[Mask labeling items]
......
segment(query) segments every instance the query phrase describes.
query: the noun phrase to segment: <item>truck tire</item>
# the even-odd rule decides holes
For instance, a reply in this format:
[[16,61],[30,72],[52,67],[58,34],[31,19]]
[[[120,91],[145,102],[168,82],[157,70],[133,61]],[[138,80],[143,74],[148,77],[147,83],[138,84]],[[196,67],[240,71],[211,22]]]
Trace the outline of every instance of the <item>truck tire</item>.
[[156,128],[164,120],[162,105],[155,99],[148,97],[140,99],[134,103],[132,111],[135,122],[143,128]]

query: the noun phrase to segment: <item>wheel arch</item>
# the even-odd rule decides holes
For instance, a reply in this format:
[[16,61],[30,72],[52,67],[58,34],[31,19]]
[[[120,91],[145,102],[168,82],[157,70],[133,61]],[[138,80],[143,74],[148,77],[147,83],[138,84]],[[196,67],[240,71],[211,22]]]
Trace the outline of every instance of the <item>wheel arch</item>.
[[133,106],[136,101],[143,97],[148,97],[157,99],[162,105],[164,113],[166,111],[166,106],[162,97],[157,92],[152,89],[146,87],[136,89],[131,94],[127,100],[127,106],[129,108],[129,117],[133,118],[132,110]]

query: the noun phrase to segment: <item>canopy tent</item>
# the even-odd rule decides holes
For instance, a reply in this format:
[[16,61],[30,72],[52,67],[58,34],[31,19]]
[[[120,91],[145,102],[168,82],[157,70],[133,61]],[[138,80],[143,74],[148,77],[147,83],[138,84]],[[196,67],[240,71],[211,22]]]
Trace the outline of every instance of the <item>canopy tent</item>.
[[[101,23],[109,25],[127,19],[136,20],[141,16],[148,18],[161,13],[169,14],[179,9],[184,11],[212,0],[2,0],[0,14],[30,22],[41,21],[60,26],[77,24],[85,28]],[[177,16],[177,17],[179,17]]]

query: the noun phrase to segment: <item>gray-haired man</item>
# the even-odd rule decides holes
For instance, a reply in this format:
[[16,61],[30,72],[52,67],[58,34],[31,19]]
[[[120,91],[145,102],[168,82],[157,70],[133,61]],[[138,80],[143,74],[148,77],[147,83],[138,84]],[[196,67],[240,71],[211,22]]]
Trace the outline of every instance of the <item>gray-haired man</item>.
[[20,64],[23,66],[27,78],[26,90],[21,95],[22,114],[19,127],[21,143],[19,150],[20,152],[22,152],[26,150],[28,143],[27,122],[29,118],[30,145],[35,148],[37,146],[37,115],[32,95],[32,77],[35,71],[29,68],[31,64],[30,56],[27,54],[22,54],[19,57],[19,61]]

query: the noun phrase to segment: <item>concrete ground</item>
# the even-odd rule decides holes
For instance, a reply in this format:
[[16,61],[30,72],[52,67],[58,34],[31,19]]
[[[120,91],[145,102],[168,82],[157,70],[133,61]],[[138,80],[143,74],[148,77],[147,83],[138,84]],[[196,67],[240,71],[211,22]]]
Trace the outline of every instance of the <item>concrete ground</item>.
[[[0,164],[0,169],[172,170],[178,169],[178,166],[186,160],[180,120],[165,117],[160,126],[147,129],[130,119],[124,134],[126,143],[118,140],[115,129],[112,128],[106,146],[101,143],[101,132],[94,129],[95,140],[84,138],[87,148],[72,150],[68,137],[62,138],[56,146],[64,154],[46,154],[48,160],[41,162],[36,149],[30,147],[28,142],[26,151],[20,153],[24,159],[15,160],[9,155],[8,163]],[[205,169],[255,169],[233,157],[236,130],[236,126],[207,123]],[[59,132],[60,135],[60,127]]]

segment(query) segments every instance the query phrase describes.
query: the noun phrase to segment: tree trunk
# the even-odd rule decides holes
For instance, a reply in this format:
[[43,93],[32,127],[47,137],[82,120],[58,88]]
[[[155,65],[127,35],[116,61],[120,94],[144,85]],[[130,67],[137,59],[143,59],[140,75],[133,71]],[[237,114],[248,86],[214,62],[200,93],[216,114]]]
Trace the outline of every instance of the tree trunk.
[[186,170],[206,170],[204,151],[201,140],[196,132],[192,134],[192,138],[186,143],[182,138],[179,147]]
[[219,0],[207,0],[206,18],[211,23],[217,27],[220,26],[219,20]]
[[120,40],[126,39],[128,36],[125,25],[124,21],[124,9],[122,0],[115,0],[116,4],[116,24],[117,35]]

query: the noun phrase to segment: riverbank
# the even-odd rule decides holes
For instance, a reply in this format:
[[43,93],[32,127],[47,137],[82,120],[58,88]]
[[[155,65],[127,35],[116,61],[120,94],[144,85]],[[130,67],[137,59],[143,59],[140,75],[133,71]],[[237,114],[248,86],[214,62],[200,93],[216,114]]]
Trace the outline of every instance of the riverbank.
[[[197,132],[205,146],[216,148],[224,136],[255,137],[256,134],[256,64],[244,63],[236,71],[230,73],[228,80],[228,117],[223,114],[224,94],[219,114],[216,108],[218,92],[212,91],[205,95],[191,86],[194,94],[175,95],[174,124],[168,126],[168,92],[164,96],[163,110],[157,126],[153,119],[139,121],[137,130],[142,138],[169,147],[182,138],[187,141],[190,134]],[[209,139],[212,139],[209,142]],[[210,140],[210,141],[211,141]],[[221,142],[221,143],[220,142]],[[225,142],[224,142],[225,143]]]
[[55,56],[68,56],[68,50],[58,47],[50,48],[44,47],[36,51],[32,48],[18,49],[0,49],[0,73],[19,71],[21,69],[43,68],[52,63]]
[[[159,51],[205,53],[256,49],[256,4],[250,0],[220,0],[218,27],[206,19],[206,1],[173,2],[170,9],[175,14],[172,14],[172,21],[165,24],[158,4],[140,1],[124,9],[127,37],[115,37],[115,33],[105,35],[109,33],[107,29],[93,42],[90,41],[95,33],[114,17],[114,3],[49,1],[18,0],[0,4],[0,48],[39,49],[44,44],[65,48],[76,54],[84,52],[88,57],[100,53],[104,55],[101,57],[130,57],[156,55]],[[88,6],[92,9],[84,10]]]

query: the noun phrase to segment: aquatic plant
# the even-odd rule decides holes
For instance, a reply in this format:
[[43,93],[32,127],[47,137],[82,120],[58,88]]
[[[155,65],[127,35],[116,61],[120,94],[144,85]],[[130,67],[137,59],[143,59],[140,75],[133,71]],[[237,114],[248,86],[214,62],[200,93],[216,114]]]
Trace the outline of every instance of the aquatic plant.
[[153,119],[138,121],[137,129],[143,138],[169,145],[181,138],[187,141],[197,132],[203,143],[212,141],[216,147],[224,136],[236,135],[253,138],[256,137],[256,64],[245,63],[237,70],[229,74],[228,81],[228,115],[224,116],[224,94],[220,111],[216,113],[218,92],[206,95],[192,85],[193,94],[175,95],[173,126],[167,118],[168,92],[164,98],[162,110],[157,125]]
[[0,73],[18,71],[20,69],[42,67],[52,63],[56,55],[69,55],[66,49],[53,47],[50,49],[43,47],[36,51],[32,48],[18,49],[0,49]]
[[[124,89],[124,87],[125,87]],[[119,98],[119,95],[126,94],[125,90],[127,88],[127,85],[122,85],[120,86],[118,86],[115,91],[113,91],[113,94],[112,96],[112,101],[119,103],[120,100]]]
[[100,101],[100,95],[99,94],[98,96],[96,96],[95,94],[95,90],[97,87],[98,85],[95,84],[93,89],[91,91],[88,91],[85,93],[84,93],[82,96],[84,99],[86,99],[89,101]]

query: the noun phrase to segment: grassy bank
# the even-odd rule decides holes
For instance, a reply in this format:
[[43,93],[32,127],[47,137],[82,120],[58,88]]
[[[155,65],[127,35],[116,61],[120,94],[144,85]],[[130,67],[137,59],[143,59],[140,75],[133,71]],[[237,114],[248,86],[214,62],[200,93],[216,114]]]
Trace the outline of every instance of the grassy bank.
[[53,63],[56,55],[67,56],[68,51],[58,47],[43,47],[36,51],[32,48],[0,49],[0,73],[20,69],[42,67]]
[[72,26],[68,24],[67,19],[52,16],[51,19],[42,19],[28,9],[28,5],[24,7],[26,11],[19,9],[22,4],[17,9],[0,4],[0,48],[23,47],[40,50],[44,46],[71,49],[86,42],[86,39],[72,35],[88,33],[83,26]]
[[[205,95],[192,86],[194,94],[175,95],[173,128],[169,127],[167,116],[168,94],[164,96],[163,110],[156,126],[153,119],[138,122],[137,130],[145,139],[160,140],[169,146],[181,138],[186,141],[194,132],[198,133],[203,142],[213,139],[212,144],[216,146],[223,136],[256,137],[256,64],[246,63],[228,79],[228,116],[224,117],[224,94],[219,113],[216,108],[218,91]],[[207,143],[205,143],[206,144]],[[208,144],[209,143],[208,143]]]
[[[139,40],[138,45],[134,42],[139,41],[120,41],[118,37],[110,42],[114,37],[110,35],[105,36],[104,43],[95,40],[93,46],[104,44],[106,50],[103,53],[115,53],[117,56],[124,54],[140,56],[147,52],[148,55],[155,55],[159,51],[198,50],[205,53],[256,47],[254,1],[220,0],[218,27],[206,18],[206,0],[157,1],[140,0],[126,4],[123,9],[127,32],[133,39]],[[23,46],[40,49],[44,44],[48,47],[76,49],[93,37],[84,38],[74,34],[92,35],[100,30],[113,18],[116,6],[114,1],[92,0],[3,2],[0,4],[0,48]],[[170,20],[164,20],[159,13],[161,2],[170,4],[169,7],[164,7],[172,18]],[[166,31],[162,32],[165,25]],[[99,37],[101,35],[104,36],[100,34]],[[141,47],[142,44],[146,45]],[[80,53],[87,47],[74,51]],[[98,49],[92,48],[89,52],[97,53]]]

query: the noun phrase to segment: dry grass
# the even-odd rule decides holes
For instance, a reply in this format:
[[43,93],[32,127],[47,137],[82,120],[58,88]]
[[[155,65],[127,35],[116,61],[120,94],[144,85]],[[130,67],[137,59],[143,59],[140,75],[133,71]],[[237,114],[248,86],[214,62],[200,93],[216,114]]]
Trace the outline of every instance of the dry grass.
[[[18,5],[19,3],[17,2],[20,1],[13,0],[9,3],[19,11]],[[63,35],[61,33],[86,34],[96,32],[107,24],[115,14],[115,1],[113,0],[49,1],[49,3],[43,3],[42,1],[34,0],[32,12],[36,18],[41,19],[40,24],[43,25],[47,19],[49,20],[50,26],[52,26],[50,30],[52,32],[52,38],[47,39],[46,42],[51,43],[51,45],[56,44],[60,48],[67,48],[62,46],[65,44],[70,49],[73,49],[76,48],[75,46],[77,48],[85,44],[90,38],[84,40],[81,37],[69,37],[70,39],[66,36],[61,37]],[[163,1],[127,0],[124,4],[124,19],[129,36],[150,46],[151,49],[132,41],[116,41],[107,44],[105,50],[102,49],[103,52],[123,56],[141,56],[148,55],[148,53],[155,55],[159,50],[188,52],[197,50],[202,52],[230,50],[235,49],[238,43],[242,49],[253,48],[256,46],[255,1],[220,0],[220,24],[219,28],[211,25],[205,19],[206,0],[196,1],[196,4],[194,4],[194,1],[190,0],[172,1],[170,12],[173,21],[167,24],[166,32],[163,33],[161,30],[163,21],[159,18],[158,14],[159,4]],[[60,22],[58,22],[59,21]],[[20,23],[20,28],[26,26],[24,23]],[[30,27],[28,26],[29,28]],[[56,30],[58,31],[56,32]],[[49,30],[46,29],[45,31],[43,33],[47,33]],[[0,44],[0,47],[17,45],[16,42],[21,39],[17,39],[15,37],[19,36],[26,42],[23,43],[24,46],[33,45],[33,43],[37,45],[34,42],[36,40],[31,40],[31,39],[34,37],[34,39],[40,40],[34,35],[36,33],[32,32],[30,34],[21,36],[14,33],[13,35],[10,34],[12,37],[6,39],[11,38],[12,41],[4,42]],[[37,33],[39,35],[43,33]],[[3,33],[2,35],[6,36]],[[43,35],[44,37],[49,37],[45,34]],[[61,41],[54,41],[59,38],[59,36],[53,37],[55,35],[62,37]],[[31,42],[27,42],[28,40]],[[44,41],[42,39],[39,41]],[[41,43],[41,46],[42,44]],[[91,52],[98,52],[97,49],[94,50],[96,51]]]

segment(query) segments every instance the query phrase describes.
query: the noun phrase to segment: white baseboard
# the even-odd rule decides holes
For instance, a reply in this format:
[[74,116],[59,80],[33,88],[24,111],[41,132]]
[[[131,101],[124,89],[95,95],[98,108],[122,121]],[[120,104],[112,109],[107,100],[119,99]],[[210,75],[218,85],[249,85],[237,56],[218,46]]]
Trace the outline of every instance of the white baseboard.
......
Print every line from the one containing "query: the noun phrase to segment: <item>gray-haired" down to the one containing "Trace the outline of every instance of the <item>gray-haired", both included, reproduced character for character.

query: the noun phrase to segment: <item>gray-haired man</item>
# the even-odd rule decides holes
For instance, a reply in this format:
[[16,61],[30,72],[52,67],[58,34],[31,19]]
[[[120,91],[145,102],[168,82],[157,70],[133,61]],[[138,80],[143,74],[148,77],[147,83],[138,84]],[[196,67],[240,71],[211,22]]]
Trace the outline of every instance of the <item>gray-haired man</item>.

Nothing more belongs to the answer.